Only lines holding "fender" are needed; copy each of them from the data below.

-------- RECORDED DATA

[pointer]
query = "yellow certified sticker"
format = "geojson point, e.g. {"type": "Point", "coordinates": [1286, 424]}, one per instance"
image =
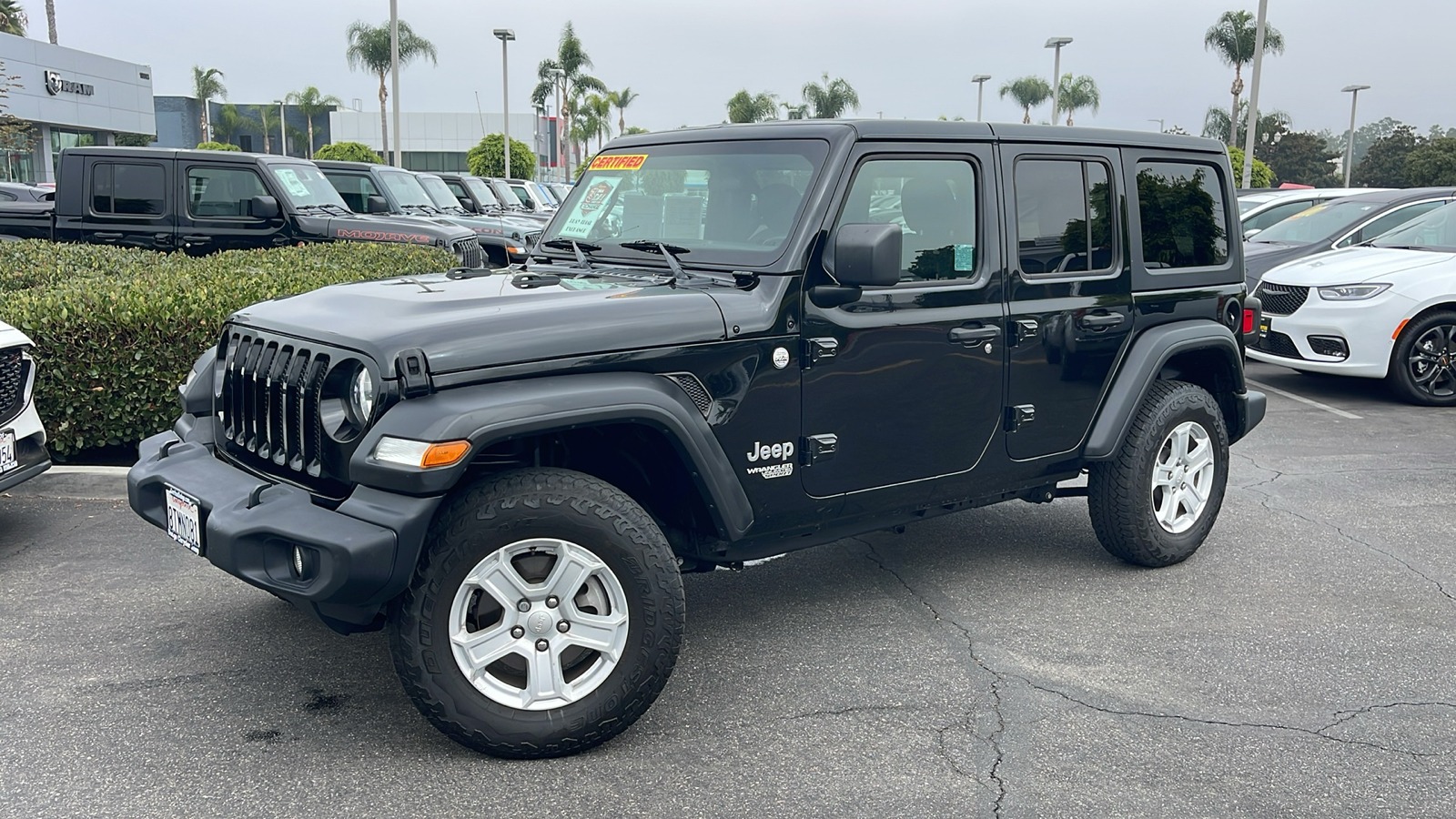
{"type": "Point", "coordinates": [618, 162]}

----------------
-------- RECORDED DATA

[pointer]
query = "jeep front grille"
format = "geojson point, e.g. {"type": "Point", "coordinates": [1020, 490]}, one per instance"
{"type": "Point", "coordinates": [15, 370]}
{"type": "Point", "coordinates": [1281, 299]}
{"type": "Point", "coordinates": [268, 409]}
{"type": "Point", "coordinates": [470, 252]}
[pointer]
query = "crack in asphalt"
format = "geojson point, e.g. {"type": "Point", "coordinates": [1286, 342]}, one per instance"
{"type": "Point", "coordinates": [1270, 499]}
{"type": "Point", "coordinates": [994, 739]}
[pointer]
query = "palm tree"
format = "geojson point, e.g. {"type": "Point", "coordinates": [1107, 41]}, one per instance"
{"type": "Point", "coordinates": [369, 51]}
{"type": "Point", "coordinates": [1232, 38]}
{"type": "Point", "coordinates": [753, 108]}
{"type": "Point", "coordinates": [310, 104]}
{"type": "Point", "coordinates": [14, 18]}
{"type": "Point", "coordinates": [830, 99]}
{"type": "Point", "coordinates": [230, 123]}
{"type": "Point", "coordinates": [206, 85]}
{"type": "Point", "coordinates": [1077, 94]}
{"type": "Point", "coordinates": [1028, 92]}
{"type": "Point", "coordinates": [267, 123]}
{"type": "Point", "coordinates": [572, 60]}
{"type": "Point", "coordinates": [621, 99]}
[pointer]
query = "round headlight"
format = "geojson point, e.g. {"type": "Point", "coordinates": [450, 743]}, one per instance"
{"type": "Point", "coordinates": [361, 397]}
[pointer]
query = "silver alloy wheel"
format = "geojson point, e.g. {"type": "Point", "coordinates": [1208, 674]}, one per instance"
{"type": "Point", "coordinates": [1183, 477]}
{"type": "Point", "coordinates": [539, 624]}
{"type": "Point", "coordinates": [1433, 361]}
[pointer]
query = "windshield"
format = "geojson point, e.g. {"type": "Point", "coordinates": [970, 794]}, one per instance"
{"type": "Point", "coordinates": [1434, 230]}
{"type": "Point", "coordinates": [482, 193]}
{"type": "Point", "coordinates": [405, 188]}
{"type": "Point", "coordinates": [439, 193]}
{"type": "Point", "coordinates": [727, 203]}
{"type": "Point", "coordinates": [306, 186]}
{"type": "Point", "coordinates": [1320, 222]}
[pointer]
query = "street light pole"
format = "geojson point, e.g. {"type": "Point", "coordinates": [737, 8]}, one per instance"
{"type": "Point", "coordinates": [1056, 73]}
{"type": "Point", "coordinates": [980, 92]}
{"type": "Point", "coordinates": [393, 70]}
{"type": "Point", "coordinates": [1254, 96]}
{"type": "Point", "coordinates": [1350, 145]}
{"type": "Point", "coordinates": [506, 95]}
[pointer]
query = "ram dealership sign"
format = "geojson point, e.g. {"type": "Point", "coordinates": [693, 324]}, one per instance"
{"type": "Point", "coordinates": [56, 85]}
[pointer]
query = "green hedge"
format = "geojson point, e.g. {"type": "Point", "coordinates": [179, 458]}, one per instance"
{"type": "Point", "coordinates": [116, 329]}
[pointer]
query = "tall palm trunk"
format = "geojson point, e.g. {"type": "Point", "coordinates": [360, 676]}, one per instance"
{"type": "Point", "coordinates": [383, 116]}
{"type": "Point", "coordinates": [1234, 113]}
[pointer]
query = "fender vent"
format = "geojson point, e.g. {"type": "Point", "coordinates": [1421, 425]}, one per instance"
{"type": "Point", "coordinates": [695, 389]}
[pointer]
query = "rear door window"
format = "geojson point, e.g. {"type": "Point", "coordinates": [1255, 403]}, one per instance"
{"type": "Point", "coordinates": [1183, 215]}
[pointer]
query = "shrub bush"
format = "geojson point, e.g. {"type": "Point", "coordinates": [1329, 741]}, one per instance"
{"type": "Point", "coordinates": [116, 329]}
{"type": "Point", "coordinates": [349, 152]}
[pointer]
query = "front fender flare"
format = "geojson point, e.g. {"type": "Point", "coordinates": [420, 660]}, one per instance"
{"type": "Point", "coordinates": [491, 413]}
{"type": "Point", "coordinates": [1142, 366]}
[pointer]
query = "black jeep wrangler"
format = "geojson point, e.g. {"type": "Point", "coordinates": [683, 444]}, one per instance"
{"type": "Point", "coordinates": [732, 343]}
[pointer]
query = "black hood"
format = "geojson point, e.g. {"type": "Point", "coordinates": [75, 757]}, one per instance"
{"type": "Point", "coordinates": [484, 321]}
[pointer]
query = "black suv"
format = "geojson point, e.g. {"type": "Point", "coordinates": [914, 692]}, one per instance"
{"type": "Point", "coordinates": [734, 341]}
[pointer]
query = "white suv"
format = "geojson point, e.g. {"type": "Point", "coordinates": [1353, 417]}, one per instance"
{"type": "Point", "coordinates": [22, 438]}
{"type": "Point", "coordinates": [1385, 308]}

----------------

● RESPONSE TO THE TASK
query = "fender vent"
query = "front fender flare"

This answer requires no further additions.